- What is being asked -
Copy every line of the data below word for word, with nothing changed, added, or left out.

(Data entries)
++++++++
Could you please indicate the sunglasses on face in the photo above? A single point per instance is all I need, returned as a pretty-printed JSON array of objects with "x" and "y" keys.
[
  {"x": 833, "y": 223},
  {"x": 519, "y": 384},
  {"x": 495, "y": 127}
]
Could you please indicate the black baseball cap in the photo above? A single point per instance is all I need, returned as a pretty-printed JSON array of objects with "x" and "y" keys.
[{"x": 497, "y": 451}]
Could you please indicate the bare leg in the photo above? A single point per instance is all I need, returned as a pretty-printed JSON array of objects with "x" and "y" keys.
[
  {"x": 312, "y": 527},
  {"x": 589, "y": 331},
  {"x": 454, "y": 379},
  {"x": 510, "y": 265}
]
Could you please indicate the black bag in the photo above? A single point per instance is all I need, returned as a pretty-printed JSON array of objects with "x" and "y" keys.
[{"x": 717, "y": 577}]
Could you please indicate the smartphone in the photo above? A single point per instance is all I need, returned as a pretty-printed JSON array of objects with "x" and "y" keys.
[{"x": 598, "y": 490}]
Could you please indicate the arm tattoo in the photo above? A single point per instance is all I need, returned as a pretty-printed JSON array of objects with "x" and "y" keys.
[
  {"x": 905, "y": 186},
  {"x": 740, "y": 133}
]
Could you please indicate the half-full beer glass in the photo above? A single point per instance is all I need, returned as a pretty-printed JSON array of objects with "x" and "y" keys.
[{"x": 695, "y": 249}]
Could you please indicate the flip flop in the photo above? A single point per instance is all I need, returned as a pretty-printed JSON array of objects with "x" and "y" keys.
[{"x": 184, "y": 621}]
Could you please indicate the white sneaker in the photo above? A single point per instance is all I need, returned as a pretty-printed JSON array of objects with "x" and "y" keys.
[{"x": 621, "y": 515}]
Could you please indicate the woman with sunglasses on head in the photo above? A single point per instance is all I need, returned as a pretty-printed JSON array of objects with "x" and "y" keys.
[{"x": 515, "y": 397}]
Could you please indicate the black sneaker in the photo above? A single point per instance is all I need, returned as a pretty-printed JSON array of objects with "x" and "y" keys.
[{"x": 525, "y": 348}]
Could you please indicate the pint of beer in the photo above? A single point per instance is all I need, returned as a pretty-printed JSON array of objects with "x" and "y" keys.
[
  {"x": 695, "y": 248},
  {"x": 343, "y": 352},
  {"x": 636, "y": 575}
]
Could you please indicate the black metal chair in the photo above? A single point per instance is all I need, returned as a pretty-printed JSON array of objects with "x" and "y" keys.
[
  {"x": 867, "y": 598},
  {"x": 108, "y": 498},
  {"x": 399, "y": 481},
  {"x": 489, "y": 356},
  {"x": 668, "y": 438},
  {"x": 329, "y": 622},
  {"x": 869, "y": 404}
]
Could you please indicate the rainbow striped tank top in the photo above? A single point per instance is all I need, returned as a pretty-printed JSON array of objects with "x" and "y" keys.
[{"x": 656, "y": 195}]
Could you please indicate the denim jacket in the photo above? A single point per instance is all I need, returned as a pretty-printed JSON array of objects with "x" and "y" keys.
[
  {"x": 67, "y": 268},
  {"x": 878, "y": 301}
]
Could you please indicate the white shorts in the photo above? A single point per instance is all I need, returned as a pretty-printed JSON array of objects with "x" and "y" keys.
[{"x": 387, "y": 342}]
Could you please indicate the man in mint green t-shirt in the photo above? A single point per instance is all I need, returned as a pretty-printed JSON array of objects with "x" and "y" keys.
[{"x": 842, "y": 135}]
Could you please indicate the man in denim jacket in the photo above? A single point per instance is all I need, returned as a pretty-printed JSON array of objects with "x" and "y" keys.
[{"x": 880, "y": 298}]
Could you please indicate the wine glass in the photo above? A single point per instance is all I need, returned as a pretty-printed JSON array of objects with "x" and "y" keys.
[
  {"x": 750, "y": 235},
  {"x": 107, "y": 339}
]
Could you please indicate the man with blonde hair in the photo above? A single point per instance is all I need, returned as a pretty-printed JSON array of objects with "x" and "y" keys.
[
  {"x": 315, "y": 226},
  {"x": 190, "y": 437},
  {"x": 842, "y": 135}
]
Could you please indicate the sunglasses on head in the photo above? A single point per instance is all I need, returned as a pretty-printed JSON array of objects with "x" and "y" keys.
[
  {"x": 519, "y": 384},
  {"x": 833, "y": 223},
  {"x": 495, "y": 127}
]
++++++++
- Written reply -
Could you please indicate the sunglasses on face in the photo above? A single point per instance is all I need, returned as a pretty-printed JSON array of objects with "x" and "y" keys.
[
  {"x": 833, "y": 223},
  {"x": 519, "y": 384},
  {"x": 495, "y": 127}
]
Could you please indicate the black baseball cap in the photo above? A single point per instance is all I need, returned as a pretty-printed JSON array of objects with "x" and "y" keys.
[{"x": 497, "y": 451}]
Could you please indicate the bare leg in the photo above? A single point per instance is all I need, returned as a pretty-printed JSON array of objects with "x" and "y" keys.
[
  {"x": 312, "y": 527},
  {"x": 589, "y": 331},
  {"x": 454, "y": 379},
  {"x": 510, "y": 265}
]
Could you please indicate the black bag in the photo above? A single point per instance is all I need, returned as a pretty-printed JSON array of objects with "x" and "y" keys.
[{"x": 717, "y": 577}]
Could you please indicate the smartphone in the photo above? A single point per instance is all I need, returned as a pretty-printed JSON array of objects with "x" and "y" keys.
[{"x": 598, "y": 490}]
Could you please indicate the arm tattoo in the photo above? A single point per instance is all I need, returned as a pretty-printed JSON array of objects with "x" and "y" keys.
[
  {"x": 905, "y": 186},
  {"x": 740, "y": 133}
]
Could you please indicate the half-full beer glass in the photo above? A single point per instance is all I need, returned as a pretty-printed JSON array of objects with "x" and "y" keys.
[{"x": 695, "y": 249}]
Could you please indicate the flip flop in the photo above? A single point per instance is all I need, returned as a pretty-printed JSON array of objects with "x" and "y" keys.
[{"x": 184, "y": 621}]
Could you please indicate the white sneaker in the photo above? A single point per instance is all I need, returned as a pretty-printed JSON array of objects with "x" and "y" keys.
[{"x": 621, "y": 515}]
Could you please indicate the woman with sunglasses on head in the photo above? A single point per instance is all I need, returned as a pretty-printed JSON array of objects with "x" and "y" keys.
[{"x": 515, "y": 397}]
Could you please indicate the black sneaker in the photo above? A single point per instance is all I need, returned as a pretty-printed JSON array of objects with "x" and "y" keys.
[{"x": 525, "y": 348}]
Could you please indicate the pint of beer in the photo above? A single point per instance is all I need, returned as a pretty-printed JSON array of objects with "x" and "y" keys.
[
  {"x": 695, "y": 248},
  {"x": 343, "y": 352},
  {"x": 636, "y": 575}
]
Could you please indicate the black metal chair in the photo above? A single point per instance is all I need, returned as a pretty-printed JSON array of objects with "x" and "y" keys.
[
  {"x": 867, "y": 598},
  {"x": 108, "y": 498},
  {"x": 399, "y": 481},
  {"x": 489, "y": 356},
  {"x": 668, "y": 438},
  {"x": 329, "y": 622},
  {"x": 869, "y": 404}
]
Could you please indicate the rainbow striped tank top in the photo above? A single point per instance is all I need, returned as a pretty-printed JSON array of objects with "x" and "y" keys.
[{"x": 656, "y": 195}]
Could you please indicate the denim jacket in the photo above? A single point per instance is all I need, returned as a pretty-printed JSON array of objects with "x" and "y" keys.
[
  {"x": 67, "y": 268},
  {"x": 878, "y": 301}
]
Could you please indicate the white shorts in the photo above? A single point per instance is all I need, returned as a pretty-printed JSON array of objects with "x" and "y" keys.
[{"x": 387, "y": 342}]
Could you please indicate the man in mint green t-shirt in the photo above? A single point per instance is all I need, returned as a pretty-printed JSON array of objects with "x" and "y" keys.
[{"x": 842, "y": 135}]
Could you please indicate the man in denim jacket in the photo above? A single point per instance is all I need, returned as a pretty-printed JSON array of objects with "x" and "y" keys.
[{"x": 880, "y": 298}]
Could you please indicate the wine glass in the photo above? A single point per instance is all I need, returned as a pretty-printed JSON array of objects with "x" and "y" keys.
[
  {"x": 750, "y": 235},
  {"x": 107, "y": 339}
]
Could you please indicate the man with blonde hair in the photo above? A single point per instance is all I need, returned as a pretty-printed JSON array of objects with "x" and "y" keys.
[
  {"x": 315, "y": 226},
  {"x": 190, "y": 437},
  {"x": 842, "y": 135}
]
Could you please indicate the sunglasses on head in the photo above? A single point per instance is all I need, returned as a pretty-printed JSON array of objects with "x" and "y" keys.
[
  {"x": 519, "y": 384},
  {"x": 833, "y": 223},
  {"x": 495, "y": 127}
]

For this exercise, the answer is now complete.